── Provided entries

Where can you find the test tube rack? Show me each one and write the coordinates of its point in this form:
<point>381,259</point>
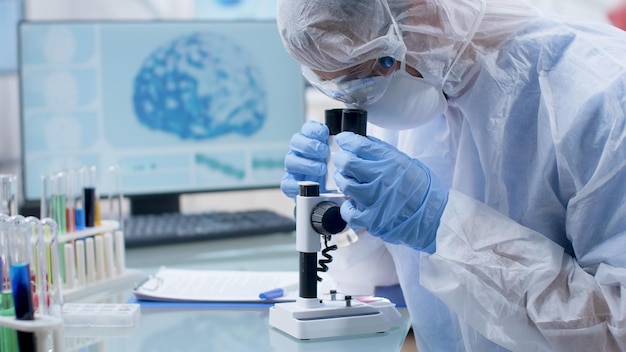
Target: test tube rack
<point>42,327</point>
<point>93,260</point>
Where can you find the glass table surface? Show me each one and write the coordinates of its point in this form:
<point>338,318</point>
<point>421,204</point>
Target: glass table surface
<point>182,327</point>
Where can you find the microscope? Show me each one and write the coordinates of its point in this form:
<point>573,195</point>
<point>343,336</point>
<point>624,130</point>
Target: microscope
<point>317,218</point>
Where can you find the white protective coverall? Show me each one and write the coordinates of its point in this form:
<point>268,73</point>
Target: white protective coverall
<point>531,248</point>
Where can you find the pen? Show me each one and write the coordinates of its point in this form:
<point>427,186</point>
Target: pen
<point>277,292</point>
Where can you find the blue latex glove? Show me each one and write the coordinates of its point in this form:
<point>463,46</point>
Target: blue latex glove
<point>306,159</point>
<point>391,195</point>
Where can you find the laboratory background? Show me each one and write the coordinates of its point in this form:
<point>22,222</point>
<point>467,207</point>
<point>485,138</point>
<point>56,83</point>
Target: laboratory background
<point>222,176</point>
<point>13,10</point>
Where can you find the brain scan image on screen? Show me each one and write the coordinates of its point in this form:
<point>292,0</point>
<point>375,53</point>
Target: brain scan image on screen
<point>200,86</point>
<point>179,106</point>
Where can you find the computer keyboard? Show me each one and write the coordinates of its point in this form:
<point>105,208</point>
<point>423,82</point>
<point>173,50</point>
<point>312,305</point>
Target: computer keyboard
<point>151,230</point>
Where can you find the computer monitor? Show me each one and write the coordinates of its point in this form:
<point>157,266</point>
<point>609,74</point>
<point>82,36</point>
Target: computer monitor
<point>10,15</point>
<point>181,107</point>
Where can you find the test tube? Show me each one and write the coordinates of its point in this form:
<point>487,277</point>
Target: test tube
<point>21,285</point>
<point>77,189</point>
<point>116,195</point>
<point>8,194</point>
<point>53,198</point>
<point>60,187</point>
<point>332,119</point>
<point>89,195</point>
<point>8,337</point>
<point>49,232</point>
<point>32,228</point>
<point>70,201</point>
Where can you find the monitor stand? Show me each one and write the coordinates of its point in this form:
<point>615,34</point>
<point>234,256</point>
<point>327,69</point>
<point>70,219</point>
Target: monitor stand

────

Task to complete: In the records above, some lines may contain the word "Show"; copy every one of them.

Task answer:
Where can you find the test tube rack? Show me each one and write the coordinates of its point in this form:
Where can you find the glass table surface? Show me each one and write the coordinates of its point in this form:
Where can you find the microscope? Show me each one and write the coordinates of its point in this form:
Where can you find the white protective coverall? Show me each one and write the coordinates of its point in this form:
Where can you find the pen? Show me each one and write the coordinates of its point in this form:
Where can you find the blue latex glove? Show me each one and write the coordinates of its point in this form:
Where can you find the laboratory background? Show me each one and write the coordinates of its point in this form:
Where can you find the brain scan image on screen? Show me each one and write the coordinates of its point in this form:
Where can you find the computer keyboard? Show me each one and write the coordinates of its point in this form:
Where can you find the computer monitor? Show me each one and write the coordinates of its point in this form:
Where can you find the test tube? Show me each one and write the coordinates of its point in this form:
Where can you find the monitor stand? Show me each one and write the coordinates of its point in this form:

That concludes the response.